(Data drawn from a collection)
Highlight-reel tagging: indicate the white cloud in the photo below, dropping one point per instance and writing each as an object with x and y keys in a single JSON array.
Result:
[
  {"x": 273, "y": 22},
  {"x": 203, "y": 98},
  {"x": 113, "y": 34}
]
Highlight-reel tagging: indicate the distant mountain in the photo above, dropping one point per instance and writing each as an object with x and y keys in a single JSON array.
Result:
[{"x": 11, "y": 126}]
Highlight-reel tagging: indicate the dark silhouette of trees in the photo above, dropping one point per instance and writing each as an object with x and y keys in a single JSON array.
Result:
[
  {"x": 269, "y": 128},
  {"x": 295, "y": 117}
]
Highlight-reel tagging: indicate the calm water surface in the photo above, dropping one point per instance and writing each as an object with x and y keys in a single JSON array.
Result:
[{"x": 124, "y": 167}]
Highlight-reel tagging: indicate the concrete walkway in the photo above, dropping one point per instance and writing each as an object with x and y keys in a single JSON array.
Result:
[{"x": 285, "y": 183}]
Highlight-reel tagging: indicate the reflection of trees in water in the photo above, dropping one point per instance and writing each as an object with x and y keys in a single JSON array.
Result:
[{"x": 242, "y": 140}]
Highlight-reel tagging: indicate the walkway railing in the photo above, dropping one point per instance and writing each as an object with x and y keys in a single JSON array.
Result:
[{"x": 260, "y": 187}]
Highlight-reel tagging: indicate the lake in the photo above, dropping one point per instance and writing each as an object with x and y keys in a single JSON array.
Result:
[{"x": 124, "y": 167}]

_Set exercise_: Repeat every one of the items above word for word, keeping each line as it appears.

_Reply_:
Highlight-reel tagging: indicate the white cloud in the photo below, dropping one point per instance and writing each as an object with x and y keys in a single JSON array.
Result:
[
  {"x": 273, "y": 22},
  {"x": 203, "y": 98},
  {"x": 113, "y": 34}
]
Highlight-reel tagging: indicate the distant mountain in the photo above, dropping one point per instance and writing each as an object with x and y keys in a single JSON array.
Result:
[{"x": 11, "y": 126}]
Highlight-reel tagging: indicate the dark silhouette of trees in the photo above, dropping one point per instance and writing each as an object with x and y keys in a single JSON array.
Result:
[
  {"x": 269, "y": 128},
  {"x": 295, "y": 117}
]
Highlight-reel tagging: indicate the calm water surface in the photo above, dropping one point per instance and writing each as an object with x and y keys in a single JSON array.
Result:
[{"x": 124, "y": 167}]
Highlight-reel tagging: indicate the concrete walkway in the photo above, dropping one point per instance and writing each as an object with x and y keys in a single JSON array.
Result:
[{"x": 285, "y": 183}]
Highlight-reel tagging: indicate the reflection of trees in water in the photo above, dropping one point per instance and writing each as an object with x and y keys in a single JSON array.
Result:
[{"x": 242, "y": 140}]
Highlight-reel tagging: indicate the walkway railing in the photo above, dropping one point per instance and writing each as an object with x and y keys in a single JSON array.
Result:
[{"x": 260, "y": 187}]
Highlight-reel tagging: indicate the lake in the photo above, dropping one point per instance and writing each as an object with x and y keys in a single JSON array.
Result:
[{"x": 124, "y": 167}]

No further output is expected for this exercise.